■ Stated exercise:
Output all entries verbatim. Skip pictures.

— START —

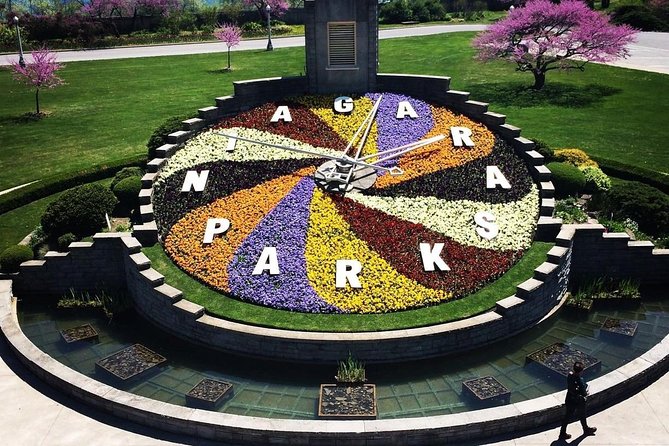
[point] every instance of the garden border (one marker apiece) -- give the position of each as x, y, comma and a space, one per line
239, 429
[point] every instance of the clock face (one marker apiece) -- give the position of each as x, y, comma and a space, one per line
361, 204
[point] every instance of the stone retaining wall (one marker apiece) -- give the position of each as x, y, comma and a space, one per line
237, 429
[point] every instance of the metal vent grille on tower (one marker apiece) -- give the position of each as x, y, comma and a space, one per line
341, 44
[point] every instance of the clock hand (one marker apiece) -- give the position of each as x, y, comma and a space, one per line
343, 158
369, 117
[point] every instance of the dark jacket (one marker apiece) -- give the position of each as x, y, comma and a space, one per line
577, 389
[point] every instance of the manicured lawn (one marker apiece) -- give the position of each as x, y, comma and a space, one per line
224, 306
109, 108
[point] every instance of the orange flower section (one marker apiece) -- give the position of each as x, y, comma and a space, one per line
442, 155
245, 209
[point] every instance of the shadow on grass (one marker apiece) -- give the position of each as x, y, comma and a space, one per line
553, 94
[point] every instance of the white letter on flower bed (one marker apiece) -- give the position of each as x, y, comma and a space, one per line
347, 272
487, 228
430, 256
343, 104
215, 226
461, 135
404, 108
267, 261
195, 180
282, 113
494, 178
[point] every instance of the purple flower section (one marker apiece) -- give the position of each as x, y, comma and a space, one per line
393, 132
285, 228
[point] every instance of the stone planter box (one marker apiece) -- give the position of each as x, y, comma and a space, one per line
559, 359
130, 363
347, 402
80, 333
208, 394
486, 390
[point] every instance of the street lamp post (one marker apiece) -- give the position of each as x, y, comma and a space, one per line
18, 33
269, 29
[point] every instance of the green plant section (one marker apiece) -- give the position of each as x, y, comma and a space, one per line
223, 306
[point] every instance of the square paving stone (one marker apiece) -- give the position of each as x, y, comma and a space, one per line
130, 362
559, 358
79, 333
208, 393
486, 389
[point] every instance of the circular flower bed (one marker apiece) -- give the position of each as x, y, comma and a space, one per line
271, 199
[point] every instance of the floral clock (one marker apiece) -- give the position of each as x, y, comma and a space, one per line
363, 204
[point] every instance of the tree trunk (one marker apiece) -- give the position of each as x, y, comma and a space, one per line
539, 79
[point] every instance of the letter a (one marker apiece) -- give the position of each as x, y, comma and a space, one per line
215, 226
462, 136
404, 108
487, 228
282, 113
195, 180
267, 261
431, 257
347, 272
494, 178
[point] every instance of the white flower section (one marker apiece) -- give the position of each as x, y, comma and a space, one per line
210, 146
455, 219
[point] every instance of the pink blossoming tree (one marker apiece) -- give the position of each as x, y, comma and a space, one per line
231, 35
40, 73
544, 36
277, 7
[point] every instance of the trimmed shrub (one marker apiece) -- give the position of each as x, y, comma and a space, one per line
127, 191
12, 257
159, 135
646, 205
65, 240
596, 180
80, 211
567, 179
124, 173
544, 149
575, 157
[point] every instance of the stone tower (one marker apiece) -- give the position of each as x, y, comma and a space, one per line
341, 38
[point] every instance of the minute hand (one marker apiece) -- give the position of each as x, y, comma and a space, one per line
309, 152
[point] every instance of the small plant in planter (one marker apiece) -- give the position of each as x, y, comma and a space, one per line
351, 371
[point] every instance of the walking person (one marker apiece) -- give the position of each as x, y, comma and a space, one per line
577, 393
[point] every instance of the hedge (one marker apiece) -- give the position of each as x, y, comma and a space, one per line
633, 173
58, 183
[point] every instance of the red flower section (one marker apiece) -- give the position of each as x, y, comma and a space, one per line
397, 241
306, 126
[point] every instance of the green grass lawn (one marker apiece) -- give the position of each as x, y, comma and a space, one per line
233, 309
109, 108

— END —

■ Expected answer:
[point] every instance of the garden border (one marker apiece) -- give the position of each as x, y, comma and a space, one per line
239, 429
[point] every instance of the clock face (one marker apiece) -- give the position of each as x, y, comma and a space, one per line
361, 204
[point] every instance of the stone retaining wall (one marker apiece) -- give the position of each as x, y, comma and a space, one per line
237, 429
[point] every instance of the metal vent grille on tower (one marker apiece) -- give the position of each as x, y, comma and a space, one per line
341, 44
[point] every instance of the clock hand (one marker apiece) -- give the position of each as x, y, comma and a space, one per line
343, 158
369, 117
[point] every instance of the dark jacket (one marker apiece) -- give the position of each as x, y, comma and a space, one per line
577, 389
[point] every instance of the manicured lawn (one marker apiece) -- give the position of each as x, y, comma and a space, one per line
224, 306
109, 108
[point] every instance of the orange flower section (one marker apiece) -- give the position of each as x, y, comma and a space, one per line
442, 155
245, 209
[point] every instance of the shadow on grass (one marker apiece) -- give the position of each as x, y, comma and a space, one per line
553, 94
[point] every instance of the white letter on flower bed (one marker apiece) -- give the position of each as x, y, comma and a space, one per line
347, 272
487, 228
430, 256
343, 104
215, 226
461, 135
404, 108
267, 261
195, 180
282, 113
494, 178
[point] every instance of the purple flower section (one marker apiece) -- give the position of each as x, y, comma and a space, one per line
393, 132
285, 228
[point] every instance of the stone planter box (one marker apiece) -- give the position of each as x, y, comma and a space, one per line
559, 359
130, 363
347, 402
80, 333
208, 394
486, 390
[point] every instance of the street lamp post (one marker apiece) -- give the position of each as x, y, comma and a space, one per line
18, 33
269, 29
[point] every instance of the green plant section (one marker apiece) -- give the position of each as x, y, comma and a space, one per line
223, 306
[point] every instance of the square paving stone (one marker apiece) -- give the position of each as x, y, comma and a space, one per line
130, 362
559, 358
79, 333
208, 393
486, 389
[point] every instance of the circular flower bed (one marker apiece) -- give the position of each as x, y, comma and a space, one per line
271, 199
[point] every instance of the floral clock (one marker apiece) -- give the position of each as x, y, comma and a space, one per line
363, 204
[point] every instance of the tree trunk (one marker apiece) -- give the position of each as x, y, comma and a space, one per line
539, 79
[point] every instance of the letter a (one marker apiece) -- give the position of each as x, y, comma and a space, one per line
215, 226
462, 136
404, 108
487, 228
282, 113
195, 180
267, 261
431, 257
347, 272
494, 178
[point] every instance of the white flower section (one marker apiece) -- give the position of each as x, y, comma and a space, one per line
210, 146
455, 219
[point] every instance of the pink blossoming tree (one marker apiece) -- give the position of each as x, y, comma and a space, one per line
231, 35
40, 73
544, 36
277, 7
[point] every instance of the trimmed shrub (one marker apiece) -- give the position of each as x, y, comma and a space, one per line
127, 191
12, 257
159, 135
646, 205
65, 240
596, 180
80, 211
567, 179
124, 173
544, 149
575, 157
[point] every instance of the stone tower (one marker apiece) -- give the position of each as x, y, comma and a space, one per line
341, 38
[point] every instance of the minute hand (one marker apiece) -- give the position of each as x, y, comma and a space, one per line
309, 152
[point] every instance of the small plant in planter (one marker apiece) -- give the position of each as x, y, comma and a space, one per line
351, 371
[point] every instance of the walking person (one marker apiece) -- give the position of each as x, y, comma and a space, one per line
577, 393
[point] every instance of the hedge (one marker apiece) -- give the position of each as x, y, comma and a space, one per line
633, 173
58, 183
[point] every instance of the red flower section (one marker apiece) -- give the position of each as x, y, comma and a space, one per line
397, 241
306, 126
[point] every instance of the green grass lawn (one marker apiece) -- give the position of each as x, y, comma and a space, one per line
233, 309
109, 108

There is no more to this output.